_WORK TO COMPLETE_. Reproduce the listing word for word, starting at the line that contains "Trace the outline of every instance of the horizon" and continuing down to the line that contains "M283 94L310 118L350", including both of those lines.

_SOURCE MATERIAL_.
* Begin *

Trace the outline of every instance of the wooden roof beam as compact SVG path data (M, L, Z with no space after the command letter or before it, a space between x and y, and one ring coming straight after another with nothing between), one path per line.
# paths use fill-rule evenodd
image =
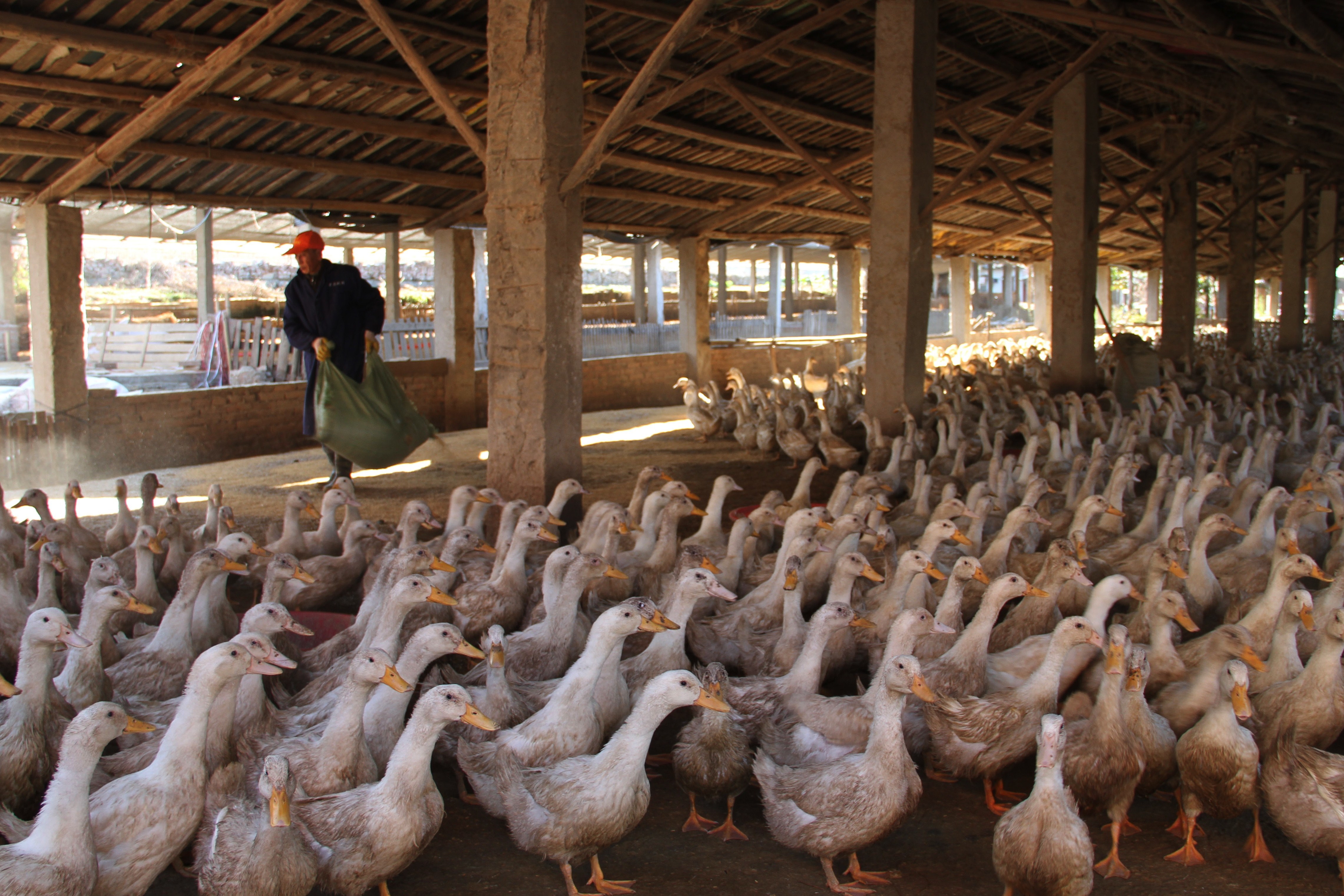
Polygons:
M101 145L90 149L85 157L58 175L35 196L28 197L24 204L43 206L56 203L65 199L71 191L87 184L110 165L113 159L165 124L183 103L204 93L214 83L215 78L255 50L277 28L302 9L308 0L280 0L278 4L234 38L227 46L215 50L199 66L190 69L177 82L176 87L153 101L144 111L130 118L130 121L124 122L117 129L117 133L108 137Z
M630 122L636 107L640 101L644 99L644 94L653 85L653 79L659 77L664 67L672 60L672 54L676 52L677 47L687 39L691 30L695 28L696 23L704 15L706 9L710 8L712 0L691 0L689 5L677 16L677 20L672 24L659 46L655 47L653 52L649 54L648 59L640 67L640 73L634 75L634 81L630 86L625 89L621 94L621 99L617 101L616 107L612 109L610 114L606 117L593 137L589 138L587 145L583 146L582 154L579 154L578 161L566 175L564 181L560 184L560 192L569 192L578 187L581 183L586 181L597 171L598 165L602 164L602 154L606 152L606 145L616 137L621 130L625 129L626 124ZM376 3L376 0L360 0L360 3Z

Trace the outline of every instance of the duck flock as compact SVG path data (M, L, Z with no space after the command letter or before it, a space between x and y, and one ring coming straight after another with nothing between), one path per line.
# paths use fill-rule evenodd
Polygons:
M1019 895L1128 877L1128 834L1202 864L1202 815L1250 813L1249 861L1274 823L1344 872L1344 369L1261 339L1251 360L1202 337L1128 407L1051 396L1035 344L958 347L890 438L862 372L683 380L700 438L802 465L732 513L731 476L702 508L655 466L577 527L574 480L535 506L460 485L442 521L417 500L392 528L341 478L261 541L219 486L192 527L153 474L138 517L118 482L101 535L77 482L63 520L30 490L36 520L0 513L5 891L138 896L176 866L206 895L387 896L442 822L435 766L571 896L585 861L633 892L598 853L644 817L646 763L683 830L724 841L757 787L839 893L890 884L859 850L925 778L984 789ZM355 598L331 637L302 625ZM1032 756L1031 794L1007 791ZM1133 799L1160 794L1172 827L1140 834Z

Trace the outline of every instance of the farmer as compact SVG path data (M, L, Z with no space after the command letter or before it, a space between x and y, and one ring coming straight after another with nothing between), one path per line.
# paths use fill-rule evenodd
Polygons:
M317 361L332 361L352 380L364 379L364 353L378 351L376 334L383 332L383 296L351 265L323 258L323 235L305 230L294 236L286 255L298 262L298 274L285 287L285 336L304 353L308 391L304 392L304 435L317 431L313 391ZM349 476L352 462L323 445L332 474Z

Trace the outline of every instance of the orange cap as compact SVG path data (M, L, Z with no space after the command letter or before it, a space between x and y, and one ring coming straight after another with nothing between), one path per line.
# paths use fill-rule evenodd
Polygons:
M306 249L327 249L327 243L323 242L323 235L316 230L304 230L294 235L294 244L289 247L286 255L293 255L294 253L301 253Z

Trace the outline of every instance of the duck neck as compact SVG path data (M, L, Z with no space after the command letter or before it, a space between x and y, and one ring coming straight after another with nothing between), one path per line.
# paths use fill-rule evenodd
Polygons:
M210 708L224 684L223 677L210 673L187 677L187 689L177 707L177 715L164 732L155 760L145 770L149 776L176 776L192 767L204 766Z
M42 811L32 823L23 849L65 861L83 853L93 840L89 826L89 783L102 750L82 737L66 737L60 762L47 786Z
M368 695L375 686L376 681L347 681L341 685L336 708L327 721L327 731L323 732L317 747L323 756L347 759L364 744L364 704L368 703Z

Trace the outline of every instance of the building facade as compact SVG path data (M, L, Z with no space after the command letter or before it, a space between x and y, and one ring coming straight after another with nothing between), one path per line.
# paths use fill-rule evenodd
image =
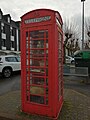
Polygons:
M13 21L10 14L0 9L0 51L20 51L20 22Z

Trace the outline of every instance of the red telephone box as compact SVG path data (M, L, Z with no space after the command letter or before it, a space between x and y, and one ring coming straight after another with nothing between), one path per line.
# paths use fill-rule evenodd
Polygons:
M57 118L63 104L63 31L57 11L21 17L22 111Z

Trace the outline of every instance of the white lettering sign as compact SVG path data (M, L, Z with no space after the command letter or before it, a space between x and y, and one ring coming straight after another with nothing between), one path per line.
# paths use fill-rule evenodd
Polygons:
M51 19L51 16L45 16L45 17L40 17L40 18L32 18L32 19L25 20L25 24L43 22L43 21L48 21L50 19Z

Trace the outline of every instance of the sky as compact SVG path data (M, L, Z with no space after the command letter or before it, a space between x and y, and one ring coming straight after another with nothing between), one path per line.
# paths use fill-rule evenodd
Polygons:
M90 0L86 0L85 17L90 16ZM40 8L48 8L58 11L63 19L80 19L82 15L81 0L0 0L0 8L3 14L10 14L15 21L25 13Z
M82 5L81 0L0 0L0 8L3 14L10 14L14 21L20 21L22 15L34 9L47 8L58 11L63 23L67 20L75 21L80 34L82 29ZM90 18L90 0L85 0L84 8L85 17ZM81 41L81 35L79 38Z

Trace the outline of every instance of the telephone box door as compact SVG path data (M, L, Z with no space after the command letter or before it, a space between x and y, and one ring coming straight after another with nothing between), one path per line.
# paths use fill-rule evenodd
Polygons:
M52 76L50 65L52 57L50 53L52 44L50 43L50 26L27 28L23 37L26 39L26 43L23 43L25 44L25 48L23 48L25 53L22 62L23 109L26 111L28 109L28 112L32 113L36 111L36 113L51 114L52 81L50 80Z

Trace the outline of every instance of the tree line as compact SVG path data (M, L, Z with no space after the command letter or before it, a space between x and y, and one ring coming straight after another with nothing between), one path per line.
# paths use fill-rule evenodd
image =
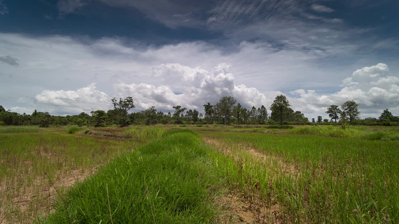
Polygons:
M326 112L330 119L323 119L321 116L310 122L300 111L294 111L291 108L286 97L277 96L269 108L270 115L263 105L257 108L243 107L232 96L222 97L219 102L212 105L204 104L205 114L196 109L188 109L180 105L173 107L175 111L164 113L154 106L140 111L129 113L129 110L135 107L133 98L128 97L119 100L111 100L113 106L108 111L97 110L91 111L90 115L82 112L77 115L58 116L51 115L47 112L35 110L32 114L24 113L20 114L6 110L0 106L0 125L35 125L42 127L50 125L76 125L103 127L117 125L125 126L130 124L150 125L156 124L311 124L319 123L334 124L339 121L350 124L366 125L399 125L399 117L393 116L388 109L384 110L378 119L367 118L360 119L358 104L354 101L348 101L341 105L331 105Z

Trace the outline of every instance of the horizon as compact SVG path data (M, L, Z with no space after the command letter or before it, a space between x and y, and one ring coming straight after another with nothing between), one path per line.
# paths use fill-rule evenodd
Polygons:
M0 105L89 114L286 96L309 120L353 100L399 114L399 2L0 0Z

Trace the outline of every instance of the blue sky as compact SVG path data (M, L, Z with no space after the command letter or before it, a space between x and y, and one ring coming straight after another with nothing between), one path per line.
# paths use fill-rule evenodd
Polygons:
M283 94L310 118L350 100L363 117L398 114L398 9L384 0L0 0L0 105L75 114L129 95L137 110L202 110L227 95L267 108Z

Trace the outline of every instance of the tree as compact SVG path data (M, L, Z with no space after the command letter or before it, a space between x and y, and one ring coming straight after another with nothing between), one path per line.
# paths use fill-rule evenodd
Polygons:
M94 120L95 127L101 127L105 119L108 118L107 113L104 110L91 111L90 113L91 114L91 116Z
M187 108L185 107L182 108L182 106L180 105L175 106L173 107L173 108L174 108L176 110L176 111L175 111L175 112L173 114L173 116L176 116L177 118L177 120L176 121L176 123L182 124L180 114L184 112L185 110L187 109Z
M352 124L352 122L356 119L359 119L360 114L358 109L358 104L353 100L346 101L341 106L342 110L341 116L349 120L349 124Z
M198 111L195 109L193 111L193 114L191 116L191 120L194 124L196 123L198 120Z
M205 108L205 118L208 119L208 124L211 124L211 119L212 119L212 113L213 112L213 106L211 105L211 103L208 102L207 104L203 105Z
M87 121L85 118L79 118L76 120L76 124L79 127L87 125Z
M133 104L133 98L131 96L128 96L123 100L122 100L122 98L119 98L119 100L118 101L115 97L114 97L111 101L112 101L112 104L114 105L114 108L119 110L122 117L123 123L121 126L122 127L127 126L126 120L127 118L128 111L135 107L134 104Z
M282 125L282 117L284 112L286 110L290 105L287 98L285 96L280 95L276 97L273 103L270 106L270 110L280 115L280 124Z
M342 112L338 106L336 105L332 105L327 109L326 112L328 114L328 116L332 119L334 119L335 123L337 123L337 119L340 118L340 114Z
M241 114L242 114L243 117L243 121L244 122L244 124L247 124L247 122L248 120L248 110L247 110L246 108L243 108L241 112Z
M224 117L224 124L227 124L230 114L237 101L232 96L223 96L219 101L221 112Z
M267 120L267 110L265 106L262 105L259 110L259 124L265 124L265 123Z
M1 109L1 108L0 108ZM381 114L381 116L378 118L378 119L382 120L385 119L385 117L387 117L388 118L390 118L391 117L393 117L393 115L392 115L392 113L389 112L388 110L388 108L384 110L384 112Z
M144 112L146 118L146 125L155 124L156 124L156 109L152 106L146 110Z
M317 116L317 123L321 123L323 121L321 116Z
M237 104L237 106L235 106L233 110L233 113L235 119L237 120L237 124L240 124L240 117L242 112L242 108L241 107L241 104L240 104L240 103L238 103Z
M255 124L256 123L258 120L258 112L259 111L257 110L256 108L253 106L251 110L251 116L249 117L251 124Z

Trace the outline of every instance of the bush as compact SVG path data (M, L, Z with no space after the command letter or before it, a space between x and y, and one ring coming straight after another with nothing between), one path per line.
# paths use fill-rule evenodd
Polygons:
M291 125L268 125L265 127L265 128L291 129L294 128L294 126Z
M70 128L67 131L67 132L70 134L75 134L77 132L79 132L79 131L81 131L83 130L83 128L77 128L76 127L72 127Z
M124 133L126 134L135 136L140 141L148 142L162 138L166 134L166 131L163 128L151 127L142 129L130 128L125 130Z

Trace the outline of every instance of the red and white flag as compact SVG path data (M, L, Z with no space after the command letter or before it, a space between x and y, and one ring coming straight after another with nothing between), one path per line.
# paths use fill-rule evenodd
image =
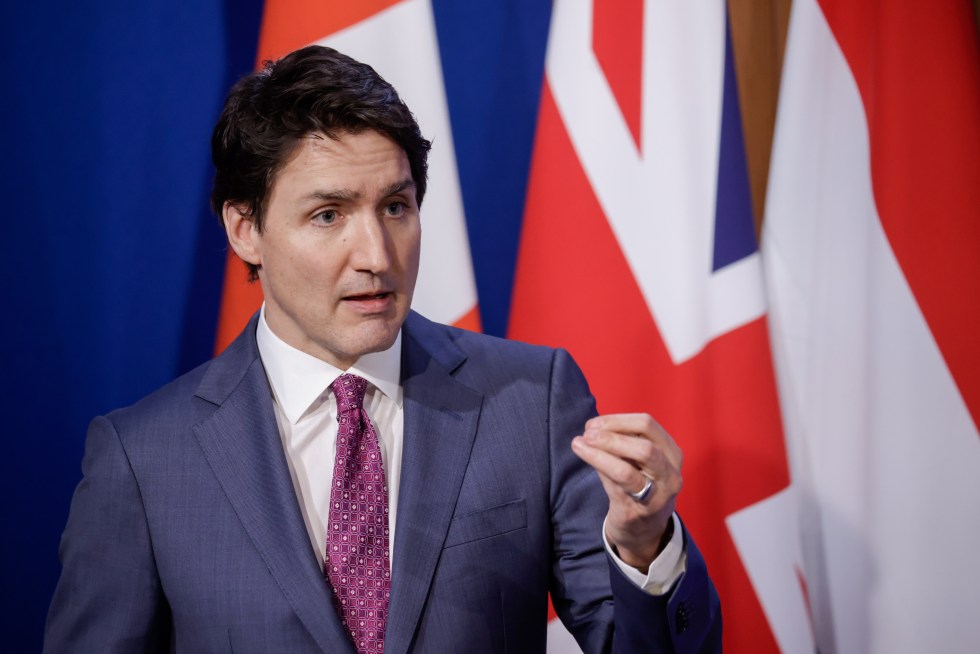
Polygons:
M819 650L977 651L970 2L796 0L780 93L762 242Z
M684 450L725 649L812 652L724 2L555 2L513 298Z
M258 65L318 43L372 66L390 82L433 141L422 206L422 256L412 308L446 324L480 330L456 154L429 0L267 0ZM410 48L392 44L411 43ZM262 303L231 252L225 270L217 350Z

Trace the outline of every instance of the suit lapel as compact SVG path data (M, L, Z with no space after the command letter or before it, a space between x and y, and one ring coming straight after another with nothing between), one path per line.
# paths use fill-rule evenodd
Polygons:
M452 376L464 360L447 332L410 315L402 341L405 442L388 654L411 647L476 435L483 397Z
M201 449L276 583L324 652L353 653L299 511L254 318L212 363L197 394L218 405L194 429Z

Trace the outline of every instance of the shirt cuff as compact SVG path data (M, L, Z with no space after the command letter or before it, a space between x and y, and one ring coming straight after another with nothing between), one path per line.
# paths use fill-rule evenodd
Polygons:
M633 566L625 563L613 549L609 541L606 540L606 523L602 523L602 542L606 546L606 552L616 562L622 573L635 586L643 589L651 595L663 595L674 582L684 574L687 566L687 553L684 551L684 536L681 533L681 521L677 514L670 518L674 521L674 533L670 537L670 542L664 547L663 551L650 564L649 570L643 574Z

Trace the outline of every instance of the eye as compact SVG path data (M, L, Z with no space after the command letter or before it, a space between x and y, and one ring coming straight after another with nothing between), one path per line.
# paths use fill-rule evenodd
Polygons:
M313 216L313 222L321 225L329 225L337 221L337 212L333 209L326 209Z
M400 216L403 213L405 213L405 209L407 208L407 206L408 205L406 205L401 200L395 200L393 202L389 202L388 204L385 205L385 215L392 216L392 217Z

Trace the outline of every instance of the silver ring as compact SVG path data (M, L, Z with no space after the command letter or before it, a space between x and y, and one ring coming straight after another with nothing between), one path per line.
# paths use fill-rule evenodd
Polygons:
M650 497L650 491L653 489L653 480L647 477L647 483L640 489L638 493L631 493L626 491L626 494L632 497L637 502L642 502L646 498Z

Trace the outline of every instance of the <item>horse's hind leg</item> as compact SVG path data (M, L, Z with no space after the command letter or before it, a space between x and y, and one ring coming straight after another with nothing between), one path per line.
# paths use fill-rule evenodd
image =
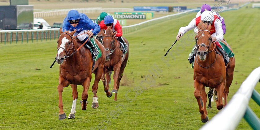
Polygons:
M115 101L117 101L117 99L116 95L117 95L117 79L118 78L119 76L119 72L120 71L120 68L121 66L121 64L118 64L114 66L114 74L113 75L113 79L114 80L114 85L113 88L113 90L111 92L112 93L115 93Z
M85 110L87 109L87 105L88 102L87 100L88 99L88 97L89 97L89 94L88 94L88 91L90 85L90 79L91 78L91 74L87 77L84 82L81 84L81 85L83 86L83 92L82 92L81 95L81 99L82 101L80 102L82 106L81 108L83 110Z
M206 105L207 103L207 94L205 90L205 87L203 87L201 90L201 95L202 96L202 102L203 103L203 108L204 109L204 113L208 115L208 112L206 109Z
M226 80L225 81L226 82L225 84L225 87L224 88L224 93L223 94L224 102L224 107L227 105L227 100L229 92L229 87L230 86L233 81L234 69L235 68L234 60L234 59L233 60L234 60L233 62L231 62L231 63L229 63L229 65L226 69Z
M208 98L209 98L209 105L208 105L208 108L211 108L211 99L213 96L213 88L210 88L210 90L208 92Z
M199 82L196 79L194 80L194 87L195 88L195 90L194 91L194 96L197 100L197 102L198 102L198 104L199 105L200 112L201 114L201 121L203 122L206 122L209 120L207 114L205 112L204 109L201 105L201 103L200 101L201 98L201 92L204 87L204 85ZM205 90L205 89L204 90ZM205 93L206 94L206 93ZM206 107L206 105L204 105Z
M76 113L76 102L78 99L78 91L77 91L77 85L71 84L72 89L72 97L73 102L72 103L72 108L71 110L71 113L68 117L68 119L75 118L75 113Z
M119 86L120 85L120 81L121 80L121 79L122 78L122 77L123 77L123 73L124 72L124 70L126 65L126 61L127 61L127 60L125 60L122 63L122 65L121 65L120 71L119 71L119 73L118 74L118 77L116 81L116 90L118 91L118 90L119 89ZM115 95L115 100L117 100L117 94L116 93Z
M59 120L64 120L67 117L65 112L63 110L63 103L62 103L62 92L63 91L63 88L67 87L69 86L69 82L66 80L63 77L60 76L59 77L59 84L58 85L57 89L59 94Z

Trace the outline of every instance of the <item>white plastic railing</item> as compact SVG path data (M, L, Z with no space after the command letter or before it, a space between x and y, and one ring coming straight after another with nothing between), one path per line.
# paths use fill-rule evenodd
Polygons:
M259 79L260 67L250 73L227 106L201 130L235 129L245 115L253 90Z
M130 8L102 8L101 7L88 8L78 9L73 9L76 10L80 13L84 14L90 13L101 13L105 12L131 12L133 11L133 9ZM33 18L51 17L67 15L68 12L72 9L66 9L58 10L50 10L48 11L42 11L33 12Z

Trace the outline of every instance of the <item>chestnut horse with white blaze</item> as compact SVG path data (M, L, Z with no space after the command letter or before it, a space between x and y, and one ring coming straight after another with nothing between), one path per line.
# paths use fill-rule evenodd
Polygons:
M223 97L226 105L229 87L233 80L235 61L234 57L230 57L229 63L225 66L223 57L217 53L216 44L210 37L211 26L201 21L201 23L197 27L198 32L196 36L196 47L198 51L194 62L194 94L201 114L201 120L206 122L208 118L206 110L207 94L204 87L214 88L216 90L219 99L216 101L218 109L223 107ZM232 51L228 44L222 41ZM203 107L200 101L201 96Z
M106 74L106 79L105 80L105 79L102 79L102 81L104 87L105 88L105 90L107 90L110 92L109 90L109 82L110 79L108 74L108 71L114 71L113 75L114 85L113 90L111 92L115 94L114 99L115 101L117 100L117 92L119 88L120 81L123 76L124 69L126 66L129 54L129 50L128 48L128 51L125 54L123 54L123 50L120 48L122 45L118 40L115 37L115 35L117 32L116 31L113 32L111 27L109 27L106 30L106 33L102 34L104 36L102 42L102 44L106 48L106 60L102 77L104 78ZM128 41L123 36L122 37L129 47ZM106 91L106 92L107 96L107 92ZM110 97L111 96L111 94ZM109 96L108 97L110 97Z
M98 107L97 91L98 82L103 72L105 55L105 48L95 39L96 43L102 55L95 61L94 68L92 70L93 61L92 59L91 52L89 49L84 47L80 48L83 44L79 40L76 40L72 36L76 30L71 33L68 31L63 32L61 28L59 32L60 36L57 41L58 52L55 60L60 64L58 90L59 108L59 119L61 120L67 117L63 110L62 102L62 94L63 88L70 84L72 88L73 102L71 113L68 119L75 118L76 102L78 99L77 85L81 85L83 86L83 90L81 96L83 101L80 102L81 103L82 110L85 110L88 103L87 102L89 95L88 91L90 85L92 73L95 73L95 81L92 86L92 91L94 95L92 107L93 108Z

* End *

_ANSWER TO THE EXERCISE_.
Trace the outline of every instance of the horizon as compact SVG path data (M, L, Z with no space after the command letter or before it, a space between x and y, and one ring coming straight after another with nothing between), one path per line.
# paths use fill-rule evenodd
Polygons:
M0 105L89 114L286 96L309 120L353 100L399 114L399 2L0 0Z

Trace the outline of every instance of the blue sky as compact SVG path data (M, L, Z with no space after the command letter or before it, a space between x and y, and one ring coming straight after another with nothing between), one path per line.
# paths use fill-rule evenodd
Polygons:
M283 94L310 118L350 100L363 117L398 114L398 9L384 0L0 0L0 105L75 114L129 95L137 110L202 110L227 95L267 108Z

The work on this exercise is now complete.